### [Extrait du document]
══════════════════════════════

Cette procédure de cessation d’activité ICPE se déroule en 5 étapes :
1️⃣ Notification de la cessation d’activité AVANT la mise à l’arrêt de l’activité
2️⃣ Mise à l’arrêt définitif
3️⃣ Mise en sécurité
La mise en sécurité comporte notamment les mesures suivantes :
↳ L’évacuation des produits dangereux et la gestion des déchets présents
↳ Des interdictions ou limitations d’accès
↳ La suppression des risques d’incendie et d’explosion
↳ La surveillance des effets de l’installation sur son environnement
4️⃣ Détermination de l’usage futur
L’usage futur va déterminer les mesures à prendre en compte dans le cadre de la remise en état des terrains ayant accueilli une activité ICPE. Les mesures de remise en état à mettre en œuvre vont varier selon l’usage futur du site.
5️⃣ Remise en état
La remise en état consiste à placer le ou les terrains d’assiette d’une ICPE dans un état permettant un usage futur du site déterminé, dans le respect des intérêts mentionnés aux articles L. 511-1 et L. 211-1 du code de l’environnement.
Cette remise en état peut concerner également les terrains voisins de ceux concernés par la cessation d’activité.
A noter que c’est au dernier exploitant du site ICPE de payer ces mesures.
Dans certains cas, des responsables subsidiaires existent et peuvent être recherchés (voir l’infographie et notre article “pollution des sols, qui est responsable ?”).
A titre exceptionnel, en cas de défaillance des responsables, le préfet de département peut confier à l’ADEME la réalisation d’office de travaux de mise en sécurité voire de réhabilitation du site ICPE.
➡ Pour en savoir plus, nous vous invitons à consulter nos articles “ICPE : tout savoir sur cette réglementation en 10 points clefs” et “principe pollueur-payeur, comment le faire appliquer ?”.

══════════════════════════════

### [Lignes de données]
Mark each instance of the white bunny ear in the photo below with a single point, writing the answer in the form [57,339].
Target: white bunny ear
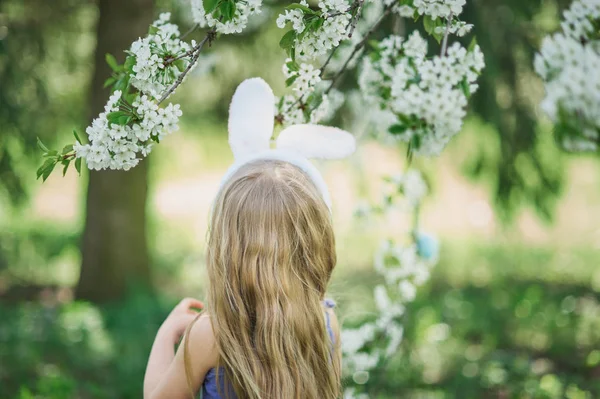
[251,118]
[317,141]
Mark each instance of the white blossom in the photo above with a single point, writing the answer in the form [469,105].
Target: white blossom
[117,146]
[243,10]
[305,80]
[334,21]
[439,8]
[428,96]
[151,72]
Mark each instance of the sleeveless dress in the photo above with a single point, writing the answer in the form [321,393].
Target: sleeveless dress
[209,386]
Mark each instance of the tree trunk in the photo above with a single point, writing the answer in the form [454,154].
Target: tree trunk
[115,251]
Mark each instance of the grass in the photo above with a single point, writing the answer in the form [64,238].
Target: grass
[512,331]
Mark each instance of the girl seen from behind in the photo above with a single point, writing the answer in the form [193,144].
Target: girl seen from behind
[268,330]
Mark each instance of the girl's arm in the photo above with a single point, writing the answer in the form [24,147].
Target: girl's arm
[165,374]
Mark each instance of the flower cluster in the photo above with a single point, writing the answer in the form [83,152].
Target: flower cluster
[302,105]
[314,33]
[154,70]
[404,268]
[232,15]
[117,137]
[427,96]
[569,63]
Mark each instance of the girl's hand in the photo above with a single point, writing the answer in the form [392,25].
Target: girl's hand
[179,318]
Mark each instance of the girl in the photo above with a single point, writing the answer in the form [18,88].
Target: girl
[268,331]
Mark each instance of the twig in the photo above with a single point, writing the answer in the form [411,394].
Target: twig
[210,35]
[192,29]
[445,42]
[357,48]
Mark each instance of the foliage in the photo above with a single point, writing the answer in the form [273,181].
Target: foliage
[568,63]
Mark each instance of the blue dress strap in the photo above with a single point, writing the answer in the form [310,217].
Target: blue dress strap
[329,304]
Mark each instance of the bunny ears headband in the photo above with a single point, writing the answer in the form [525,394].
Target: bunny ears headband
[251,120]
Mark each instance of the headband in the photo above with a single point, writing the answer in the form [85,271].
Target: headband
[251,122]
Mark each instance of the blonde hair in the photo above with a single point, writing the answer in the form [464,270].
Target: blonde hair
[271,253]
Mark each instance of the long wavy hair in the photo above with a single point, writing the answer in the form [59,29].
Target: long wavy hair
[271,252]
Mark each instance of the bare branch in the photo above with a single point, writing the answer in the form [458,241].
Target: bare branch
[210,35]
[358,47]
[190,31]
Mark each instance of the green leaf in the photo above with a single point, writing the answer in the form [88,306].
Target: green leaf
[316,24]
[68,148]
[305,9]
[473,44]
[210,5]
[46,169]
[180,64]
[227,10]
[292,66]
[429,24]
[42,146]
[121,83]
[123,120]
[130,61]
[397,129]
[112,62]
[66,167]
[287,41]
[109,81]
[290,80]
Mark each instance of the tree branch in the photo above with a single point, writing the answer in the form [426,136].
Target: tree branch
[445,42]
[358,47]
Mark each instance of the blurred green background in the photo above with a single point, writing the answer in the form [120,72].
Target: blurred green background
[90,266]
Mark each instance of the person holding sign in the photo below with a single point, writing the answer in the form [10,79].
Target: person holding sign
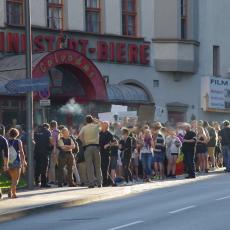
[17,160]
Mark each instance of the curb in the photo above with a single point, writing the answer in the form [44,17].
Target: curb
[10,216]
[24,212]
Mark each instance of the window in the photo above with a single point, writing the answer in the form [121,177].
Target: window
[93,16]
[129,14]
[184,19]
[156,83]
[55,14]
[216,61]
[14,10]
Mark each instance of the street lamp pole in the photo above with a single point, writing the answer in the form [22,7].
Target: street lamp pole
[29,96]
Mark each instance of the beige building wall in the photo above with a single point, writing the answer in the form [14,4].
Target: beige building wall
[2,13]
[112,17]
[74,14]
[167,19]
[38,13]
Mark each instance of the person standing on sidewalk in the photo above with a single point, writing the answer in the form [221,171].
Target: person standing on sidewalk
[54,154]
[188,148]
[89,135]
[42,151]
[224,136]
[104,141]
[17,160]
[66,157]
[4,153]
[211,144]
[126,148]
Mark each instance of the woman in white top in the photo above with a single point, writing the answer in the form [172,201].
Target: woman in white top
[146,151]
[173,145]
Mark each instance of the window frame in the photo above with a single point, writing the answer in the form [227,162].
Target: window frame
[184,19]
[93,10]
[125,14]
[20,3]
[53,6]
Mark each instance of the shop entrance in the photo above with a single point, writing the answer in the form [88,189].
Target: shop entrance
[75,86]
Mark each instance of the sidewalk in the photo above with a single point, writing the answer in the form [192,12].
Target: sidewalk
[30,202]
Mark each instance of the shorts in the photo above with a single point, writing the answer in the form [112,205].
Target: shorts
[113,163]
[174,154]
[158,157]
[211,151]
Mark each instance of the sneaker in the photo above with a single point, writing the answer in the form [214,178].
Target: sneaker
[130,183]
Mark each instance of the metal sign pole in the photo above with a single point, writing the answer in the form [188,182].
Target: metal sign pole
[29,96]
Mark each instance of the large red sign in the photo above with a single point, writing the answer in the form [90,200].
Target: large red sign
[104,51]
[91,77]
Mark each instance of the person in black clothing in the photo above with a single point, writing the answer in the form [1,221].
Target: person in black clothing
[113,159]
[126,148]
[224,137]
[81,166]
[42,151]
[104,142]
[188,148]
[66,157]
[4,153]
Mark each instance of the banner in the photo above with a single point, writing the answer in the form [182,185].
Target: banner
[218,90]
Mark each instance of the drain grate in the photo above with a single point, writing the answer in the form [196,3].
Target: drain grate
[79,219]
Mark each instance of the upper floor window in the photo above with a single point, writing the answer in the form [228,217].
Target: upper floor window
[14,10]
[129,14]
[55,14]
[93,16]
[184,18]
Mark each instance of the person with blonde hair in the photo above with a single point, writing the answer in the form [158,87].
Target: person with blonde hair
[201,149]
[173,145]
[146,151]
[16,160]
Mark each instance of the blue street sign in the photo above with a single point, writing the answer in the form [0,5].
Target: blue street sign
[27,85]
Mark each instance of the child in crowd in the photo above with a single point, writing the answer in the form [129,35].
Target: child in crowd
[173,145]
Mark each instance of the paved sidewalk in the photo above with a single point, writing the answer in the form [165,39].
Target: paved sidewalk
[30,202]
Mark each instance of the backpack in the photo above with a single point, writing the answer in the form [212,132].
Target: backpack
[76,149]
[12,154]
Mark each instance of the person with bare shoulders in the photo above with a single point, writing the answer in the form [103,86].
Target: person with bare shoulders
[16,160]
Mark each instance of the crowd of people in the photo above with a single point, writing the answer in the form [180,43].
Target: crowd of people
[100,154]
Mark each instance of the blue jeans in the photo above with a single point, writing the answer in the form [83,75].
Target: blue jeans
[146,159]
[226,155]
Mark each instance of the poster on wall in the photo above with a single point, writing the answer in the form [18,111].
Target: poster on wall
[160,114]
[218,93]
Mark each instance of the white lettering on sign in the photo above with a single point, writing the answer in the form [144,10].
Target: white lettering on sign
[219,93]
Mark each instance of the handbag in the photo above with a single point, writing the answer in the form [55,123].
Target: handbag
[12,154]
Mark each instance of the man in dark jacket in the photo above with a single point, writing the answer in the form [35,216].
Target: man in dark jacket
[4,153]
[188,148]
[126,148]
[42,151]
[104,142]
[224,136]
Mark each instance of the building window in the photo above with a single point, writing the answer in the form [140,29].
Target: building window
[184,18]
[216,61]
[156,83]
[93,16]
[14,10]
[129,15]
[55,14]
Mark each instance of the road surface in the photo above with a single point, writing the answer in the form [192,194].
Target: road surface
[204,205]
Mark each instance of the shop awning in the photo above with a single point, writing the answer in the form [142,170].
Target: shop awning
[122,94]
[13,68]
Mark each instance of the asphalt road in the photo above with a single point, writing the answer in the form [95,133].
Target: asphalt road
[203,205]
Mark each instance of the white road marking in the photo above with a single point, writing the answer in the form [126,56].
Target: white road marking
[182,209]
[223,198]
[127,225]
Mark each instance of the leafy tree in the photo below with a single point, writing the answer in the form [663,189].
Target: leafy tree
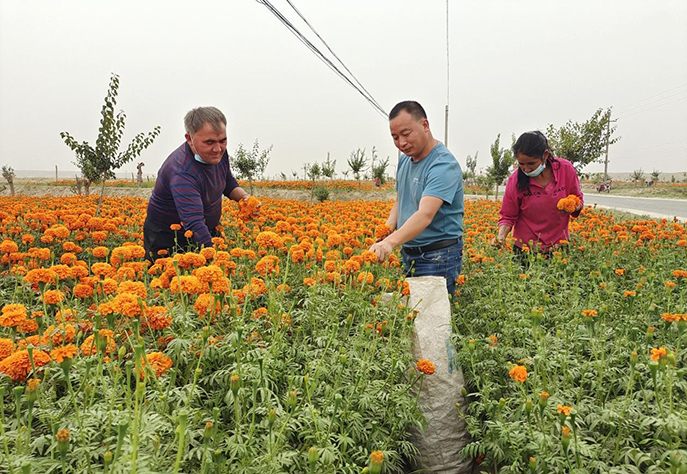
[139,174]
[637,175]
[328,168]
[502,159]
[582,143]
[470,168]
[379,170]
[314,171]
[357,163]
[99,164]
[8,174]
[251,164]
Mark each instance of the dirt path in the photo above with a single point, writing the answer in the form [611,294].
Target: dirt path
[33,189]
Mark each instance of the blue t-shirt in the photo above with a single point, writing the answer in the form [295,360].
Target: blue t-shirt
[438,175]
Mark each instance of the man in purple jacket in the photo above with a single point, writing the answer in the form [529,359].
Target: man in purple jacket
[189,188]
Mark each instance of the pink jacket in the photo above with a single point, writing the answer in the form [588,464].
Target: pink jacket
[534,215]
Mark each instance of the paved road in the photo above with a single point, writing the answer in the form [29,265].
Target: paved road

══════════════════════════════

### [Tâches à réaliser]
A – Modifiez l'extrait sur la cessation d'activité ICPE, de « 5️⃣ Remise en » jusqu'à « du site ICPE. » inclus, en remplaçant « préfet de département » par « préfet de région ».
B – Reprenez le texte sur la procédure de cessation d'activité ICPE et prolongez-le après sa dernière phrase.

### [Résultats par tâche]
A –
5️⃣ Remise en état
La remise en état consiste à placer le ou les terrains d’assiette d’une ICPE dans un état permettant un usage futur du site déterminé, dans le respect des intérêts mentionnés aux articles L. 511-1 et L. 211-1 du code de l’environnement.
Cette remise en état peut concerner également les terrains voisins de ceux concernés par la cessation d’activité.
A noter que c’est au dernier exploitant du site ICPE de payer ces mesures.
Dans certains cas, des responsables subsidiaires existent et peuvent être recherchés (voir l’infographie et notre article “pollution des sols, qui est responsable ?”).
A titre exceptionnel, en cas de défaillance des responsables, le préfet de région peut confier à l’ADEME la réalisation d’office de travaux de mise en sécurité voire de réhabilitation du site ICPE.

B –
Vous pouvez également télécharger le livre blanc du cabinet dédié à la “Cessation d’activité des ICPE : les évolutions au 1er juin 2022”.
➤ Qui finance la remise en état d’un site ICPE ?
En principe, c’est le dernier exploitant ICPE qui finance la remise en état d’un site ICPE, en application du principe pollueur-payeur.
En effet, la responsabilité administrative au titre de la réglementation des ICPE incombe à l’exploitant ICPE pendant la phase d’exploitation et pendant la phase post-exploitation.
Si une pollution est générée par l’activité relevant de la nomenclature ICPE pendant la phase d’exploitation, il est relativement aisé d’identifier la personne qui doit dépolluer, puisqu’il s’agit de l’exploitant ICPE.
Mais la situation se corse en phase post-exploitation, en particulier lorsque le dernier exploitant a disparu. Les obligations de remise en état du site pèsent sur l’ancien exploitant ou, si celui-ci a disparu, sur son ayant-droit.
Lors de la défaillance de l’entreprise qui exploite l’ICPE, des obligations incombent aux mandataires de justice. En cas de sauvegarde et de redressement, l’administrateur judiciaire fait réaliser un bilan environnemental. Cet audit est réalisé par le débiteur ou un technicien désigné par ordonnance du juge-commissaire.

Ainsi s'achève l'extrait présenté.